- _What you have to do_
Retype only what runs from the line that contains "Look at the photo above. For each instance of the pine" through the last line of the listing below, both lines included.
— Begin Data listing —
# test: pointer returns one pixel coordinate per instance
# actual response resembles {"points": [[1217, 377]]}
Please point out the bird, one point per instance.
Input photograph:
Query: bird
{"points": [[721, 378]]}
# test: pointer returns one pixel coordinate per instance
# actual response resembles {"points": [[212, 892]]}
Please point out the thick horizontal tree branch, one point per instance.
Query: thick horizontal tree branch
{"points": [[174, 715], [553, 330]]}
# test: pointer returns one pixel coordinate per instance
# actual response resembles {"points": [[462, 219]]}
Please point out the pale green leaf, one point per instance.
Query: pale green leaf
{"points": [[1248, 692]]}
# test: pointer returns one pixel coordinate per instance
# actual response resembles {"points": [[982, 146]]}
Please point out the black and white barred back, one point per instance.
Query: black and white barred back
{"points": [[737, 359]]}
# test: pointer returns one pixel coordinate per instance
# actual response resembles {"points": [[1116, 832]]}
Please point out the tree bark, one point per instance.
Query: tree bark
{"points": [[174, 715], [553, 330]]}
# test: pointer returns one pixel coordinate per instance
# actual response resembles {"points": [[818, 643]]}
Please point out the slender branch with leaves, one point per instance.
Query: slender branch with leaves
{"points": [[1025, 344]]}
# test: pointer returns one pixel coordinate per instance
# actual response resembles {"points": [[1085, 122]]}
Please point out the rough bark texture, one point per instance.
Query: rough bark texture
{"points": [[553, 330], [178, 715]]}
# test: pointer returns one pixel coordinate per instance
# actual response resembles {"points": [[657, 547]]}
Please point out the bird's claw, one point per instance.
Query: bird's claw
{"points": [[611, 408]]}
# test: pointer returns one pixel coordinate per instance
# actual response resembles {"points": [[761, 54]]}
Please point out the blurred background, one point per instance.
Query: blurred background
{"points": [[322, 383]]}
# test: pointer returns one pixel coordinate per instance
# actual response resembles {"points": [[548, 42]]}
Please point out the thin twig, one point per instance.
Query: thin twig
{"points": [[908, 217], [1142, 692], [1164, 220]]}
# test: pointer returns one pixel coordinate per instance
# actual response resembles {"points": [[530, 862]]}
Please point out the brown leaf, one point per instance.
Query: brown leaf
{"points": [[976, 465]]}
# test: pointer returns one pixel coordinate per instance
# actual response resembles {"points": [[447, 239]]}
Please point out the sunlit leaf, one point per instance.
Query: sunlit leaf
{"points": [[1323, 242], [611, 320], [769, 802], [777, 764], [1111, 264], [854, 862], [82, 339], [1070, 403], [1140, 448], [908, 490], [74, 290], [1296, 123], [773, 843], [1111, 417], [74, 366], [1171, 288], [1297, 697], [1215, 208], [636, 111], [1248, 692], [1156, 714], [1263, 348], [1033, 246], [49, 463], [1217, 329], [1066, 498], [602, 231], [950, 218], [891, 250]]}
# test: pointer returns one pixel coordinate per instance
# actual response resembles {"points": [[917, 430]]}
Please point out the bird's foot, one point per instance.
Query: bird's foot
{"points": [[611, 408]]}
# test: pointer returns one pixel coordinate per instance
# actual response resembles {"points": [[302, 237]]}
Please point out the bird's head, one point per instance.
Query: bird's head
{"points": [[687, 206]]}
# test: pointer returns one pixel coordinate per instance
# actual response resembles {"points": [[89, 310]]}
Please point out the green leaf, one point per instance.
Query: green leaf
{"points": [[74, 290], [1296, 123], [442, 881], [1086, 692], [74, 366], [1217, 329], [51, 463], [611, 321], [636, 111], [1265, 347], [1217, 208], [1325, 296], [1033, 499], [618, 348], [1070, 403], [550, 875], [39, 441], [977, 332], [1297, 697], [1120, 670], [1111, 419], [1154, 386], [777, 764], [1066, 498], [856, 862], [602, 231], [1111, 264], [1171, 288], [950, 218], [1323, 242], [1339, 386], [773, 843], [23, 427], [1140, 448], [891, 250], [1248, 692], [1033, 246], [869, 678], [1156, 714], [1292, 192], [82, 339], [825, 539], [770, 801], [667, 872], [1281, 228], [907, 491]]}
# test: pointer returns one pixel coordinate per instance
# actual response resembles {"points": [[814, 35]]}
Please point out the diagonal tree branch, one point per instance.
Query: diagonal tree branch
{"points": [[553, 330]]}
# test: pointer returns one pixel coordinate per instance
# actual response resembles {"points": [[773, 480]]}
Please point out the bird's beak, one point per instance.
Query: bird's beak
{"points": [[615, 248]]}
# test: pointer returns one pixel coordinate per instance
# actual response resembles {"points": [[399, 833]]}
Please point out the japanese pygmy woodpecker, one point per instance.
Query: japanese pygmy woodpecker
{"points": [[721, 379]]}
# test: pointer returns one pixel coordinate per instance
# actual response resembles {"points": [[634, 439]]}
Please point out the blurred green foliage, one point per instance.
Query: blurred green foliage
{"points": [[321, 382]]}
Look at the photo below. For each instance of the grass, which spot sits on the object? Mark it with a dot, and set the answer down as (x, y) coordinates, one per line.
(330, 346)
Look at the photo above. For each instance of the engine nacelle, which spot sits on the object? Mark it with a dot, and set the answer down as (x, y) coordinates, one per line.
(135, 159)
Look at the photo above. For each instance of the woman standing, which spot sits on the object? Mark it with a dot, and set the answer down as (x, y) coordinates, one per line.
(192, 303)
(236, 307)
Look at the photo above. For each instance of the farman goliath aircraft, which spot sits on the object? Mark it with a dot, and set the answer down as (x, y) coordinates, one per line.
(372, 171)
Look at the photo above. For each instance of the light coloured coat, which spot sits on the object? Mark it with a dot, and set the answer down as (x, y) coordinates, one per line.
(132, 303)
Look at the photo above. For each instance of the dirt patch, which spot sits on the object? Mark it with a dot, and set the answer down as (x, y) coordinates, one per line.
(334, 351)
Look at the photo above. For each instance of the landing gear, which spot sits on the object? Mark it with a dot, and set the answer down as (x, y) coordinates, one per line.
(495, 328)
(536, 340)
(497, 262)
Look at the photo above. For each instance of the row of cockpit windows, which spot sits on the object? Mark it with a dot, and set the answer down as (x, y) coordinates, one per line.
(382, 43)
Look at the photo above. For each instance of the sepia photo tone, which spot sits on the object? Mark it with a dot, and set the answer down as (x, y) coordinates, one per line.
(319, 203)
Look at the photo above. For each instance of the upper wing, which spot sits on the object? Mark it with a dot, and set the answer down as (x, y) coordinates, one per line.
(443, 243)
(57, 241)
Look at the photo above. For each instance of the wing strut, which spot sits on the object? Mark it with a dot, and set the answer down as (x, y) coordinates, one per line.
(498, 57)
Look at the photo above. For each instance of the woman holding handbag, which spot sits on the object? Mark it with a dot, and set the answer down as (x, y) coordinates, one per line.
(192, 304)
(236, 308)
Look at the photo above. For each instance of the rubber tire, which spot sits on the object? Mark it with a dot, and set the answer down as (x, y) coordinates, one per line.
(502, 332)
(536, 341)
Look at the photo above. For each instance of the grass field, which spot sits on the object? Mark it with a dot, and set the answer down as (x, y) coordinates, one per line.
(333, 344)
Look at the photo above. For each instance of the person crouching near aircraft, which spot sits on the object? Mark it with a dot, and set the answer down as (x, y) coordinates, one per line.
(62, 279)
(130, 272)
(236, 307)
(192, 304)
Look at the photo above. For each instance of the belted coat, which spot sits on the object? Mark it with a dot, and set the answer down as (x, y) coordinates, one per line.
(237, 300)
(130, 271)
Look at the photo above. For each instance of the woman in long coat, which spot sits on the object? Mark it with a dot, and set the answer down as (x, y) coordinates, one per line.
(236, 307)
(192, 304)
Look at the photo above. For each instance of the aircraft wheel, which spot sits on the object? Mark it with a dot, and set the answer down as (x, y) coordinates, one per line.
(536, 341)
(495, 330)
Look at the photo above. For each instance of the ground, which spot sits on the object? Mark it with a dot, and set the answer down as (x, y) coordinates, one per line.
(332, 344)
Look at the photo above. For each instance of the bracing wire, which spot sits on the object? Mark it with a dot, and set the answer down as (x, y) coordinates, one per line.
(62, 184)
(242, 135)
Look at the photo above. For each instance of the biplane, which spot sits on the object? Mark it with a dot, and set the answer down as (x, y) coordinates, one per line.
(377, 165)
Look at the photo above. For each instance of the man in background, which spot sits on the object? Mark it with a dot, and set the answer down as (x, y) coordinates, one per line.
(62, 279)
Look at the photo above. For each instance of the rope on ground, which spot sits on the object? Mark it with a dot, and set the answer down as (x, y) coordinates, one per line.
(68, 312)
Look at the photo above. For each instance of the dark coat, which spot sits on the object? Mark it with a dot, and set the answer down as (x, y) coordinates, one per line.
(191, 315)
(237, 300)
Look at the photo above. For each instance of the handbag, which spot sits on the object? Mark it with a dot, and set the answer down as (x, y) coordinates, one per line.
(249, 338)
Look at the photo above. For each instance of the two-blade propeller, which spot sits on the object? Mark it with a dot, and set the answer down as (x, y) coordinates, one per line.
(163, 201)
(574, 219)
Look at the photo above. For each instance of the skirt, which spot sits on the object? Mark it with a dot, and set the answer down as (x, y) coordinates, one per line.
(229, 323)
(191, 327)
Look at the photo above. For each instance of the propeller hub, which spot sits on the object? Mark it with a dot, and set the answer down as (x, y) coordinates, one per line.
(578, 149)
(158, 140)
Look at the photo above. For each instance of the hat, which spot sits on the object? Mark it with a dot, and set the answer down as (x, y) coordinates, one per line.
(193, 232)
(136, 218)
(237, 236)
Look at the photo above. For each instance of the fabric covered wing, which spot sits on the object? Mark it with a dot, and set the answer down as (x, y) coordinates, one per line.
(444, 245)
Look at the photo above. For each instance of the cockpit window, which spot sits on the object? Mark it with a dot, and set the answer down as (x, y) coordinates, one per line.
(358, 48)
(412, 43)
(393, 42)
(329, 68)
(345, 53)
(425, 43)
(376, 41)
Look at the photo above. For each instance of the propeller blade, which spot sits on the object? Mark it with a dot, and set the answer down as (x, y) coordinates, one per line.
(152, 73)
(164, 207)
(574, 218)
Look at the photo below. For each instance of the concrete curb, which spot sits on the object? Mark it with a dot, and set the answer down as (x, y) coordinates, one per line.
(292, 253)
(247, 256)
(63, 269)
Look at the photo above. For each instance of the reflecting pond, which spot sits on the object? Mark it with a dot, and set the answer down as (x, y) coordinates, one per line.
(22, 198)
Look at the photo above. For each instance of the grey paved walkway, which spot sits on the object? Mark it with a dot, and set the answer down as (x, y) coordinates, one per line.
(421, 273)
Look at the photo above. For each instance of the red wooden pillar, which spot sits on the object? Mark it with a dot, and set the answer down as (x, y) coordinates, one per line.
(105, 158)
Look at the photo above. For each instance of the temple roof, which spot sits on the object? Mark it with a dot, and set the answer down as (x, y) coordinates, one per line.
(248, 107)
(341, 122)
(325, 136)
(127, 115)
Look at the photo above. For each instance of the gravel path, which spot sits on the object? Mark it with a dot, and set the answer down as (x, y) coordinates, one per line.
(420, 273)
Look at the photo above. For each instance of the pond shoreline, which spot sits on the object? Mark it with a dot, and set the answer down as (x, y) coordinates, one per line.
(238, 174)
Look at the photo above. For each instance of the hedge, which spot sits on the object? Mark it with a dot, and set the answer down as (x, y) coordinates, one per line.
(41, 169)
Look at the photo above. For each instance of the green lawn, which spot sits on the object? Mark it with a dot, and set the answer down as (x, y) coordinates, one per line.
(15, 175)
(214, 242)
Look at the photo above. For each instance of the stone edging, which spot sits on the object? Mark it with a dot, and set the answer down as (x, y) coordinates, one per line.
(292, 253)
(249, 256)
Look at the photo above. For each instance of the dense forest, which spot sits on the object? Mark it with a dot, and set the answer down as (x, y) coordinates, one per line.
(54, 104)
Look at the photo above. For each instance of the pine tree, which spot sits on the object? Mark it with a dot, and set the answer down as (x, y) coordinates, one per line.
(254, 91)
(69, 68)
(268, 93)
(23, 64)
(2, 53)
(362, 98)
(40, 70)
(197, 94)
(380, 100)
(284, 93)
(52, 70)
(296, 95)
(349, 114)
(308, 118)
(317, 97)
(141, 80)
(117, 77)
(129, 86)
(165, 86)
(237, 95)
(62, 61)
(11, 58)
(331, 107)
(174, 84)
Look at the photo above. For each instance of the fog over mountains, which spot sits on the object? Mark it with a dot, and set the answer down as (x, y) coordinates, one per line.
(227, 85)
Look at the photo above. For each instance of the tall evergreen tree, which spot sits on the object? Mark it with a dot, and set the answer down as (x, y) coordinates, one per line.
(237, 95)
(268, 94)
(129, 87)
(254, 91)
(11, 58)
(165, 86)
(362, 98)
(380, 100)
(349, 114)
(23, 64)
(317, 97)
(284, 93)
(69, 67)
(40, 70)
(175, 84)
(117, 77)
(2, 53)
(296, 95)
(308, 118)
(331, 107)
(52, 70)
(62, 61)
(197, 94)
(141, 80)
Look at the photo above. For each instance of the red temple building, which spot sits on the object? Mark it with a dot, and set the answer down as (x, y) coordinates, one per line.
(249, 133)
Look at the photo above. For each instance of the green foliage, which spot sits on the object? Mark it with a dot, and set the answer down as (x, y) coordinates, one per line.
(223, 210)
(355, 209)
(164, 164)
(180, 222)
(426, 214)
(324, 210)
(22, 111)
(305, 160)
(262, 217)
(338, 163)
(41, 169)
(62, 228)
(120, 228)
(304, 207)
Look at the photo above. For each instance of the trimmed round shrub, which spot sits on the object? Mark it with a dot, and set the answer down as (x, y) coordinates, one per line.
— End Data listing —
- _Solution below_
Look at the photo above. For each instance of the pine tree, which spot sits on the object? Mark it with a dot, and set the answer down as (x, y) coordinates, one per line.
(254, 91)
(69, 68)
(268, 93)
(23, 64)
(2, 53)
(362, 98)
(40, 70)
(197, 94)
(380, 100)
(284, 93)
(52, 70)
(296, 95)
(349, 114)
(308, 118)
(317, 97)
(141, 80)
(117, 77)
(129, 86)
(165, 86)
(237, 95)
(62, 61)
(11, 58)
(331, 107)
(174, 84)
Look at the photo above. For each instance of the fog over mountains, which spot sits on the object? Mark it with a dot, and set the answer down as (x, y) coordinates, one per line.
(227, 85)
Look at the photo above. For each instance of the tall evergreen tree, which spot sits on the object? Mark it with a dot, and set the answer down as (x, y) coordinates, one per line.
(237, 95)
(268, 94)
(129, 87)
(254, 91)
(11, 58)
(165, 86)
(362, 98)
(380, 100)
(349, 114)
(23, 64)
(317, 97)
(284, 93)
(69, 67)
(40, 70)
(175, 84)
(117, 77)
(2, 53)
(296, 95)
(308, 118)
(331, 107)
(52, 70)
(62, 61)
(197, 94)
(141, 80)
Look at the photo above. For each instance of the red temple building, which spot sits on the object? Mark it with a dot, and set the answer down as (x, y) coordinates, one per line.
(249, 133)
Look at the photo above. For each instance of the green foliage, which spot sits on the object? Mark it with a dot, and set the answer down as (x, y) coordinates, one per line.
(223, 210)
(355, 209)
(164, 164)
(180, 222)
(426, 214)
(324, 210)
(22, 111)
(305, 160)
(262, 217)
(338, 163)
(41, 169)
(62, 228)
(120, 228)
(304, 207)
Look at the photo above. For each instance of the trimmed round shrub, which spot sits on the object? Mark it with a dot, and set the answer down as (x, y) coordinates, one per line.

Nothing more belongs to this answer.